Records shown:
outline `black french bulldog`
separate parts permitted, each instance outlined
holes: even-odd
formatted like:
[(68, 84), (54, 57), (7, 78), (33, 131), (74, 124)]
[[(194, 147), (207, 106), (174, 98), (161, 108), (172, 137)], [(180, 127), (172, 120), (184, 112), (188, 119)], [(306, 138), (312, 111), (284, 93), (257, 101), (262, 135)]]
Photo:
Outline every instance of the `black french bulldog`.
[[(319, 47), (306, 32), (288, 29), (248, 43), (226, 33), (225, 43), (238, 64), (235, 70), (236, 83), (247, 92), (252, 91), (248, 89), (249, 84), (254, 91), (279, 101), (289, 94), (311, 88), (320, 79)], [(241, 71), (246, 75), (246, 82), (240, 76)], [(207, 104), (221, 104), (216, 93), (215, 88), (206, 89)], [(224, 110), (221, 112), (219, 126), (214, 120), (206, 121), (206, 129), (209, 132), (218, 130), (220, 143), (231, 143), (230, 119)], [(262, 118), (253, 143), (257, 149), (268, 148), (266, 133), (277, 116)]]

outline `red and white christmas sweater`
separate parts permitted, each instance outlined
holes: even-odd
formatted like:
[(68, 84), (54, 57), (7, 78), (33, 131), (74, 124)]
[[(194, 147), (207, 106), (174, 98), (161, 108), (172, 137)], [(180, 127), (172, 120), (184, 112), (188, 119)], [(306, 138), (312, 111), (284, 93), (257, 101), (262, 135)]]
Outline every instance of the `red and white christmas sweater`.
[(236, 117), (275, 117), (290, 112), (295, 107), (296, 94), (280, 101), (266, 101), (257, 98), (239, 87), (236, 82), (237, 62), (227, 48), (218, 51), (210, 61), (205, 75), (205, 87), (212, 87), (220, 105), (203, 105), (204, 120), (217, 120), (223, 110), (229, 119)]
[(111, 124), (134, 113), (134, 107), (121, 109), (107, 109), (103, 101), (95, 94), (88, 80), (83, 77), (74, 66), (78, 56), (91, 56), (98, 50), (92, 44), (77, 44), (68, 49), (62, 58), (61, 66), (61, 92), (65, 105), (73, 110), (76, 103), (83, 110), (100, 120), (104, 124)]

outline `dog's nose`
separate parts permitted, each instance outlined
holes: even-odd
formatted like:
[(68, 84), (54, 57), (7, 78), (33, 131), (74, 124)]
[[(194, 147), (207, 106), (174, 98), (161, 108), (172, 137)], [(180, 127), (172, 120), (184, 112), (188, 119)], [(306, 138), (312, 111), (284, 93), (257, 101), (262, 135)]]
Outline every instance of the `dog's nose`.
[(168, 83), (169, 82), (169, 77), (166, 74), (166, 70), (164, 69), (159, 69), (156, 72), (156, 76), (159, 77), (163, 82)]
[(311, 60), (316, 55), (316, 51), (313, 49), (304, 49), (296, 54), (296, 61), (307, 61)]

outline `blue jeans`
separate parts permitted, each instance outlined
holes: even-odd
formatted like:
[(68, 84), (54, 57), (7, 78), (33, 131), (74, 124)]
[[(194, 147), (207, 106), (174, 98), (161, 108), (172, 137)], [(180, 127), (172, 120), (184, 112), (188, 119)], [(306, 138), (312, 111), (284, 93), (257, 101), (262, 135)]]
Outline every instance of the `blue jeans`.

Problem: Tell how many lines above hold "blue", nothing more.

Answer to this task: 2